Saved data entries
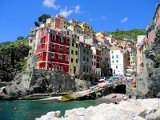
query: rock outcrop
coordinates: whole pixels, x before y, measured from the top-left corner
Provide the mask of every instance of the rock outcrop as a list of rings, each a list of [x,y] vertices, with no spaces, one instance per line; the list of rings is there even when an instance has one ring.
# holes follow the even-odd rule
[[[75,91],[75,81],[63,72],[26,69],[5,87],[6,95],[13,98],[34,93],[62,93]]]
[[[130,99],[120,104],[100,104],[88,108],[49,112],[36,120],[159,120],[160,99]]]

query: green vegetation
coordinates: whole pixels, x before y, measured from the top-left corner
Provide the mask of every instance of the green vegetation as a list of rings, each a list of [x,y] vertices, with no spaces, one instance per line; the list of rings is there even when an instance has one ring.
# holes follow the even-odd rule
[[[117,40],[123,40],[124,38],[129,38],[136,40],[138,35],[144,35],[145,30],[141,29],[133,29],[133,30],[116,30],[115,32],[111,32],[111,35],[113,35]]]
[[[22,36],[15,42],[0,43],[0,80],[11,81],[26,67],[28,39]]]

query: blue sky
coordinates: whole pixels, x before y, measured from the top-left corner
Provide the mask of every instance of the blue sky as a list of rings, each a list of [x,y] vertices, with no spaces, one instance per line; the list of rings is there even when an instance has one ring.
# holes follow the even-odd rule
[[[97,31],[144,29],[159,0],[1,0],[0,42],[26,37],[43,14],[63,14],[88,22]]]

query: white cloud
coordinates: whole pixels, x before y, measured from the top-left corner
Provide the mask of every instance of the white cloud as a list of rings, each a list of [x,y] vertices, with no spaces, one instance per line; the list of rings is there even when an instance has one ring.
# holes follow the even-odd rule
[[[44,0],[43,5],[49,8],[54,8],[55,10],[58,10],[60,8],[59,5],[55,5],[55,2],[57,0]]]
[[[125,17],[125,18],[123,18],[122,20],[121,20],[121,23],[125,23],[125,22],[127,22],[128,21],[128,17]]]
[[[74,12],[75,12],[76,14],[80,13],[80,5],[75,6]]]
[[[69,15],[71,15],[73,13],[73,10],[69,10],[68,7],[65,7],[64,9],[62,9],[60,11],[60,15],[63,15],[64,17],[68,17]]]

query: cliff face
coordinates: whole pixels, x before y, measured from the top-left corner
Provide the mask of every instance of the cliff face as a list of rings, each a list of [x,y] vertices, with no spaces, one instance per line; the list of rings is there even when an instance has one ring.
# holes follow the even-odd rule
[[[143,72],[138,75],[138,89],[146,97],[157,97],[160,93],[160,31],[143,54]]]
[[[29,46],[23,41],[0,45],[0,80],[11,81],[26,65]],[[27,42],[28,43],[28,42]]]
[[[62,93],[75,91],[75,81],[62,72],[26,69],[5,86],[6,95],[17,98],[34,93]]]

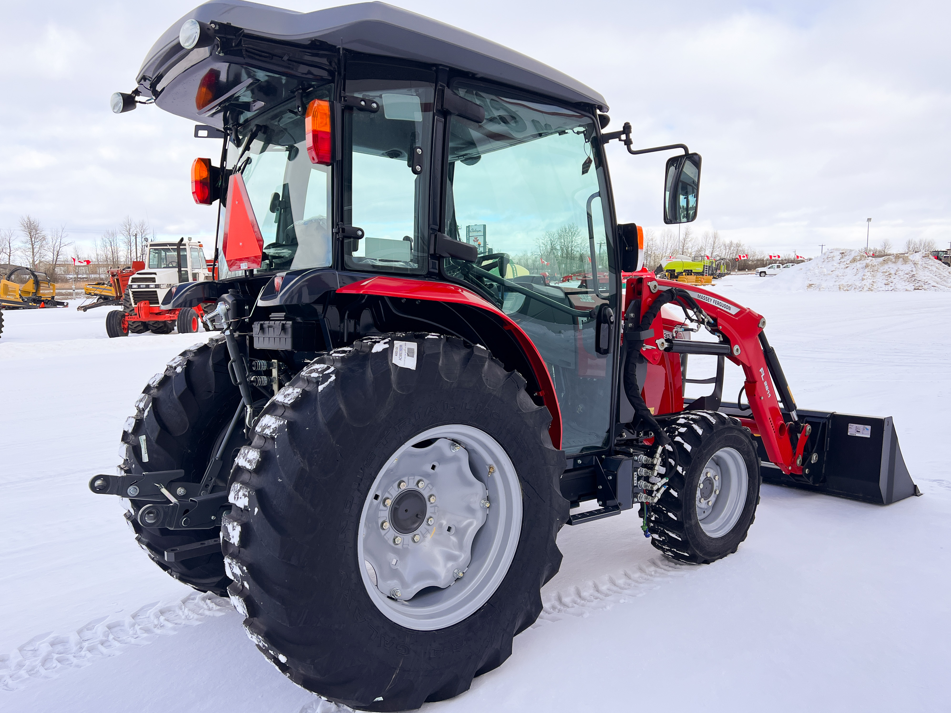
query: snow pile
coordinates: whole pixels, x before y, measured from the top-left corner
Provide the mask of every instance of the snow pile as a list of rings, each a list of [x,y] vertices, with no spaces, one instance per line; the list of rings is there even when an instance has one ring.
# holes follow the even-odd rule
[[[951,292],[951,269],[927,253],[870,258],[836,248],[767,279],[764,287],[784,292]]]

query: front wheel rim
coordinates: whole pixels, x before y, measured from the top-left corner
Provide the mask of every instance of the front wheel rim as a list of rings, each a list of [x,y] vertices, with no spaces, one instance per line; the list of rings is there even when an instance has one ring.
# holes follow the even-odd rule
[[[740,521],[747,505],[749,474],[739,451],[723,448],[700,472],[695,496],[697,519],[708,537],[723,537]]]
[[[364,501],[357,555],[366,592],[402,626],[451,626],[498,588],[521,522],[518,475],[495,438],[461,424],[424,431],[388,458]]]

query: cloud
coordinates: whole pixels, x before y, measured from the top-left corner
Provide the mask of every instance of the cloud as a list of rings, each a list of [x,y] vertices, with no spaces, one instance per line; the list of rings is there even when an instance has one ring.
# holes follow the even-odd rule
[[[329,7],[334,3],[327,3]],[[208,236],[188,168],[217,144],[154,106],[111,114],[190,2],[8,8],[0,47],[0,227],[30,213],[92,238],[126,214]],[[310,10],[313,3],[287,2]],[[638,146],[704,157],[700,230],[810,255],[819,243],[951,241],[951,89],[941,3],[402,4],[537,57],[598,89]],[[668,155],[609,147],[622,221],[658,225]]]

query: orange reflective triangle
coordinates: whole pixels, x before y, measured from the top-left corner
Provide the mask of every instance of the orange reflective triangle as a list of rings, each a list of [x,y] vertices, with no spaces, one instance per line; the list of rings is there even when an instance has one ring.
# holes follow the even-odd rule
[[[228,180],[228,205],[224,210],[224,232],[222,236],[224,261],[232,271],[261,267],[263,247],[264,239],[254,217],[244,179],[240,173],[233,173]]]

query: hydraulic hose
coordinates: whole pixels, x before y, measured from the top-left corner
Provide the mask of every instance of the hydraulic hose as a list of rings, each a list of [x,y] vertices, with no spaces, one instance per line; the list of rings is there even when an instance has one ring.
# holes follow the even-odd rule
[[[660,446],[670,443],[670,438],[657,423],[650,409],[648,408],[643,396],[641,396],[641,389],[637,384],[637,364],[644,358],[641,356],[641,347],[644,346],[644,339],[650,336],[645,333],[653,324],[653,320],[657,318],[661,307],[674,300],[681,300],[698,318],[708,318],[707,313],[700,308],[689,292],[676,287],[665,290],[664,294],[659,295],[648,308],[648,311],[644,313],[640,321],[637,321],[637,312],[640,308],[639,299],[631,300],[628,312],[624,316],[624,344],[627,350],[624,360],[624,393],[634,409],[634,415],[653,432],[654,443]],[[631,428],[635,430],[633,419],[631,419]]]

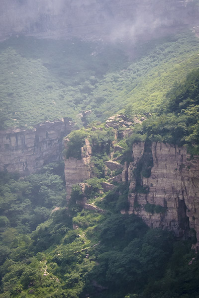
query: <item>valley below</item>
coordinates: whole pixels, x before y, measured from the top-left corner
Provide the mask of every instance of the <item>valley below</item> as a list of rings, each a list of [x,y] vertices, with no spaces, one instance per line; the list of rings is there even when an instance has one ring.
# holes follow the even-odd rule
[[[198,298],[198,0],[2,0],[0,298]]]

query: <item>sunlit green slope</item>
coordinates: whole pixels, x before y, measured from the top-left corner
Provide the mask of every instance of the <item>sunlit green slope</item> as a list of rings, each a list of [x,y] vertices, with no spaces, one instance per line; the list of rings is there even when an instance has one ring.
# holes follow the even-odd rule
[[[175,82],[199,66],[199,45],[191,32],[127,51],[121,43],[5,41],[0,45],[0,126],[76,118],[88,109],[90,122],[129,103],[136,111],[154,110]]]

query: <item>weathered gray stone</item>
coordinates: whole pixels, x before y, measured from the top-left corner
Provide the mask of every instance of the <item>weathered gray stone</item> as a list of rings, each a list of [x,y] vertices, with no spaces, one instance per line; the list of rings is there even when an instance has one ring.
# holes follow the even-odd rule
[[[126,181],[130,181],[129,213],[141,217],[149,226],[173,230],[179,236],[186,237],[189,227],[192,227],[195,229],[199,240],[198,156],[190,160],[185,148],[152,143],[151,174],[149,178],[141,177],[142,185],[148,187],[149,192],[135,193],[136,177],[133,169],[143,154],[144,148],[144,143],[134,144],[134,161],[128,166],[124,166]],[[165,207],[165,212],[158,214],[147,212],[144,206],[147,202]]]
[[[74,129],[67,118],[46,121],[31,130],[0,132],[0,170],[35,173],[48,162],[60,160],[63,137]]]

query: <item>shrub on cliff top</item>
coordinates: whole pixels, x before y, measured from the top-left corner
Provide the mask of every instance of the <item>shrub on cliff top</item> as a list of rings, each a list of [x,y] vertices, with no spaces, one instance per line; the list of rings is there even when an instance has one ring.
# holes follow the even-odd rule
[[[74,157],[80,159],[81,157],[81,149],[85,144],[85,138],[88,133],[83,130],[72,132],[68,135],[69,141],[67,148],[64,151],[66,158]]]

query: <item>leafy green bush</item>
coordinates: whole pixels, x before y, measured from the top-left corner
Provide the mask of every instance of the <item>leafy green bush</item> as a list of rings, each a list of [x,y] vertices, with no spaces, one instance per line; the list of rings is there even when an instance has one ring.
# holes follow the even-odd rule
[[[64,151],[66,158],[74,157],[81,159],[81,149],[85,145],[85,139],[87,136],[88,134],[83,130],[75,131],[68,135],[69,141],[67,143],[67,149]]]

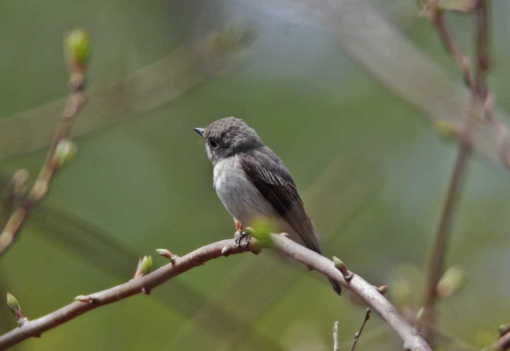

• **Directive**: Pick out every line in the items above that contains the word "weathered", and copy each one.

• **The output**:
query: <item>weathered gray stone</item>
Provide the mask of every instance of the <item>weathered gray stone</item> as a list of rings, each a list of [x,y] vertices, with no spaces, one instance per line; the list of rings is there even when an instance has one ring.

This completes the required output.